__What is needed__: Which of the lines below hold the word "railing"? Pull each of them out.

Records from a dataset:
# # # # # # #

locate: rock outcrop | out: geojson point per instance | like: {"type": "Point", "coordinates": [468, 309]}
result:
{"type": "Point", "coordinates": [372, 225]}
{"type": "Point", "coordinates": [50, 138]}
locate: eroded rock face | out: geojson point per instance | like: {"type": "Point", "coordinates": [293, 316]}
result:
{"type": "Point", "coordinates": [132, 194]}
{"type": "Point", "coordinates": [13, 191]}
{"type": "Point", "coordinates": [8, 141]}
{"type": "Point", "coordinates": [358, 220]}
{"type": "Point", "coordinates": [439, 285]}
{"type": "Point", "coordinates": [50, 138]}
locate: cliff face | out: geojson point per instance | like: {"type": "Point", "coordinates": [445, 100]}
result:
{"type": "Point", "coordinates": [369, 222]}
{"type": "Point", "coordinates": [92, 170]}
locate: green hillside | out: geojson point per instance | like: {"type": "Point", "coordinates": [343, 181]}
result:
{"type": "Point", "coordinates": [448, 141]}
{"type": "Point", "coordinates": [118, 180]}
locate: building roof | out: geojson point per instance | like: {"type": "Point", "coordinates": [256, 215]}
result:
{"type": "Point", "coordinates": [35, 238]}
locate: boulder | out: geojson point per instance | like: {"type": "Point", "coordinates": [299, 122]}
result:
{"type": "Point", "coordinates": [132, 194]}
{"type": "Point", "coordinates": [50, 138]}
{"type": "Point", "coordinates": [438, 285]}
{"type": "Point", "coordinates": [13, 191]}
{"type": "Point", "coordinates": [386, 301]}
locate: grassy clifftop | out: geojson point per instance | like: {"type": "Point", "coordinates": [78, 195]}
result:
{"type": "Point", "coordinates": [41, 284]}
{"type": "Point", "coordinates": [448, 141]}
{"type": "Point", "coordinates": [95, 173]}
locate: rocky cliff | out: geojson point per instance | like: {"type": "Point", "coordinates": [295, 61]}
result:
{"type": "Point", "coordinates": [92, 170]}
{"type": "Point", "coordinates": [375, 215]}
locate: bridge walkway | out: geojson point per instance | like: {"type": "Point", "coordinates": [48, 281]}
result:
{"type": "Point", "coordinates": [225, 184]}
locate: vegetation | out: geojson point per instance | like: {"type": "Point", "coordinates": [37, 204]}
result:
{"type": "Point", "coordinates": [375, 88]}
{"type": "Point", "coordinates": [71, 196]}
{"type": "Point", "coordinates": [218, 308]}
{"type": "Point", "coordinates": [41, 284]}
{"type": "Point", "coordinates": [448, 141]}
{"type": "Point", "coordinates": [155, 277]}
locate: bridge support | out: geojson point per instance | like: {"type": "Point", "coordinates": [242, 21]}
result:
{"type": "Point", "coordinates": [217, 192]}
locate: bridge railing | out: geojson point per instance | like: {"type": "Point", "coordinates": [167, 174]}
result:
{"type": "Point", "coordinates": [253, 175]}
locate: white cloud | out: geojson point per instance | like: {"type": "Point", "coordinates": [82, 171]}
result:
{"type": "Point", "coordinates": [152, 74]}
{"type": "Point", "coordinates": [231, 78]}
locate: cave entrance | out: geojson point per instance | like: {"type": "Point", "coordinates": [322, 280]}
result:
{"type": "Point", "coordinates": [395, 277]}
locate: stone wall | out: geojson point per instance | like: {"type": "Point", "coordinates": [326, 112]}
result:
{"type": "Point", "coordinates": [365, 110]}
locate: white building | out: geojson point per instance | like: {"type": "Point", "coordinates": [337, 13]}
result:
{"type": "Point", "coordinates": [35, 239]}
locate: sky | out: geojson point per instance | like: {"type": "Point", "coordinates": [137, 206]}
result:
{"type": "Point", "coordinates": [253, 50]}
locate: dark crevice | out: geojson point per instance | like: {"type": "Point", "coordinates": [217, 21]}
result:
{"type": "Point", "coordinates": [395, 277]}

# # # # # # #

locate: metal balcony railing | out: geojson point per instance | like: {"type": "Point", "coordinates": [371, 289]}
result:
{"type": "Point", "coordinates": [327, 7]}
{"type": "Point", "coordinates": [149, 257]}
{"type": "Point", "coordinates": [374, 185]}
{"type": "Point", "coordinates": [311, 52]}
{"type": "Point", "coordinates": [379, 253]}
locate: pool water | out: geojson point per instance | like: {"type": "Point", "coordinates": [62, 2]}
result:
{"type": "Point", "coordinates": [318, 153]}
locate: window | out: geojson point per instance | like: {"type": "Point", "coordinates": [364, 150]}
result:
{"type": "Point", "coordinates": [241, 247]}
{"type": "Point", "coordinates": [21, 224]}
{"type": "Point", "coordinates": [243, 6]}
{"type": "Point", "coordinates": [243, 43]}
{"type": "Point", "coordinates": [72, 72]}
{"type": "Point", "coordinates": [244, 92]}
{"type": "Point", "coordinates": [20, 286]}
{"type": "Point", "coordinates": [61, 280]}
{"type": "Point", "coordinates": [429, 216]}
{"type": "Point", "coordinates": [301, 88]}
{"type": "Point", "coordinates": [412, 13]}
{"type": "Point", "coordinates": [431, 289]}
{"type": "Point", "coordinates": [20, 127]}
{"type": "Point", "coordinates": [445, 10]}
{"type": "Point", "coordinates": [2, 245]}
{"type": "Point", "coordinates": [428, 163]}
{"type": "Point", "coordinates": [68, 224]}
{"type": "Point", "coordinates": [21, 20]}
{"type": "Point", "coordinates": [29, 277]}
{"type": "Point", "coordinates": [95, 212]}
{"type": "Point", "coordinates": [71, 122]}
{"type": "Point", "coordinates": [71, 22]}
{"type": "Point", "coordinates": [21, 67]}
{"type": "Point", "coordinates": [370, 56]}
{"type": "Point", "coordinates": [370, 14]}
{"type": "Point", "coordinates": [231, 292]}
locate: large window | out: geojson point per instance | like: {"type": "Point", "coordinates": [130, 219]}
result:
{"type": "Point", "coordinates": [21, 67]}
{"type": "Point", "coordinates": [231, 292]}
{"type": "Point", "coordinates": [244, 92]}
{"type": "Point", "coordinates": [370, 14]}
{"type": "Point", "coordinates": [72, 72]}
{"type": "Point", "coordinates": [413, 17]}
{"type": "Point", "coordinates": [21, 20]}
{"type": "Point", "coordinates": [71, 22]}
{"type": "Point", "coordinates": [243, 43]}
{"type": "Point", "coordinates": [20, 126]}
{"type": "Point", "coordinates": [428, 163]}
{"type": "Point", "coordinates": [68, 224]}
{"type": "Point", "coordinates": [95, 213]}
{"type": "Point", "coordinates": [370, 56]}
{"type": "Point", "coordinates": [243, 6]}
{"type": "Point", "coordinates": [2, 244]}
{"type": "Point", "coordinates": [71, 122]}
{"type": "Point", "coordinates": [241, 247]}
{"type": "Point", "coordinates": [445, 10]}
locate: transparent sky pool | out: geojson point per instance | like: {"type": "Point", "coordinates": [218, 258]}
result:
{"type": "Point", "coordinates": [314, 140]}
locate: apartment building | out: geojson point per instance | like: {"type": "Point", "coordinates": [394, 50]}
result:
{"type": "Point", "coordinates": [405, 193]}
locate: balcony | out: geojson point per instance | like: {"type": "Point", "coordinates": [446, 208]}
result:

# # # # # # #

__Result of the exercise__:
locate: bridge railing | out: geojson point per instance | like: {"type": "Point", "coordinates": [167, 174]}
locate: metal balcony railing | out: geojson point per instance | like: {"type": "Point", "coordinates": [371, 289]}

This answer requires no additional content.